A precise repetition of every line below is the required answer.

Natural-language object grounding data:
# # # # #

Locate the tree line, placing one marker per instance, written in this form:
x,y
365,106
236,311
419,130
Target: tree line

# # # # #

* [Worked solution]:
Locate the tree line, placing one marker per instance, written in this form:
x,y
365,106
236,311
419,130
Target: tree line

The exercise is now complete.